Задание - Продолжите фрагмент о философской антропологии и отношении человека к абсолютному бытию, начав сразу после его последнего предложения.

Фрагмент документа -
Задача философской антропологии — точно показать, как из основной структуры человеческого бытия, кратко обрисованной в нашем предшествующем изложении, вытекают все специфические монополии, свершения и дела человека: язык, совесть, инструменты, оружие, идеи праведного и неправедного, государство, руководство, изобразительные функции искусства, миф, религия, наука, историчность и общественность. Рассмотреть это подробно здесь невозможно. Но в заключение следует, пожалуй, остановиться на тех последствиях, которые сказанное имеет для метафизического отношения человека к основанию вещей.
Одним из прекрасных плодов последовательного построения человеческой природы из подчиненных ей ступеней бытия, как я попытался его осуществить, является возможность показать, как человек, в то самое мгновение, когда он благодаря осознанию мира и самосознанию и благодаря опредмечиванию собственной психофизической природы (этим специфическим опознавательным признакам духа) стал человеком, он с внутренней необходимостью должен также постигнуть формальную идею надмирного, бесконечного и абсолютного бытия. Когда человек (а это как раз входит в его сущность, есть акт самого становления человека) однажды выделился из всей природы, сделал ее своим «предметом», то он как бы озирается в трепете и вопрошает: «Где же нахожусь я сам? Каково мое место?»
Следует постичь строгую сущностную необходимость этой связи, которая существует между сознанием мира, самосознанием и формальным сознанием бога у человека, причем бог понимается здесь только как снабженное предикатом «священное» «бытие через себя», которое, конечно, может получить самое разнообразное наполнение. Но эта сфера абсолютного бытия вообще, все равно, доступна ли она переживанию или познанию или нет, столь же конститутивно принадлежит к сущности человека, как и его самосознание и сознание мира. То, что В. Гумбольдт сказал о языке, а именно, что человек потому не мог его «изобрести», что только благодаря языку человек есть человек, имеет столь же строгую силу и для формальной сферы бытия, превосходящего все конечные содержания опыта и центральное бытие самого человека, некоего всецело самостоятельного в себе бытия с внушающей благоговение святостью. Если под словами «происхождение религии и метафизики» понимать не просто наполнение этой сферы определенными предпосылками и верованиями, но и происхождение самой этой сферы, то оно полностью совпадает с самим становлением человека. В тот самый миг, когда человек вообще осознает «мир» и себя самого, он должен с наглядной необходимостью открыть своеобразный случай, контингенцию того факта, что «вообще мир есть, а не, напротив, не есть» и что «он сам есть, а не, напротив, не есть». Поэтому совершенное заблуждение — предпосылать «я есмь» (как Декарт) или «мир есть» (как Фома Аквинский) общему положению «существует абсолютное бытие» и надеяться вывести эту сферу абсолютного из упомянутых первых двух видов бытия.

Сохранённые данные -
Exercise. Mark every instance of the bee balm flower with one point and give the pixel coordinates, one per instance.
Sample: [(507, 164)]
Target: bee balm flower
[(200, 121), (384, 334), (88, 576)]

Письменный ответ -
Сознание мира, самосознание и сознание бога образуют неразрывное структурное единство — точно так же, как трансценденция предмета и самосознание возникают в одном и том же акте «третьей reflexio». В тот самый момент, когда появилось «нет, нет» по отношению к конкретной действительности, в котором конституировалось духовное актуальное бытие и его идеальные предметы: в тот самый момент, когда возникло открытое миру поведение и никогда не утихающая страсть к безграничному продвижению в открытую «мировую» сферу, не успокаивающаяся ни на какой данности; в тот самый момент, когда становящийся человек разрушил свойственные всей предшествующей ему животной жизни методы приспособления к окружающей среде и избрал противоположный путь — путь приспособления открытого «мира» к себе и своей ставшей органически стабильной жизни; в тот самый момент, когда человек поставил себя вне природы, чтобы сделать ее предметом своего господства и нового — художественного и знакового — принципа,— именно в этот самый момент человек должен был как-то укоренить свой центр вне и по ту сторону мира. Он уже больше не мог осознавать себя простым «членом» или простой «частью» мира, над которым он столь смело себя поставил!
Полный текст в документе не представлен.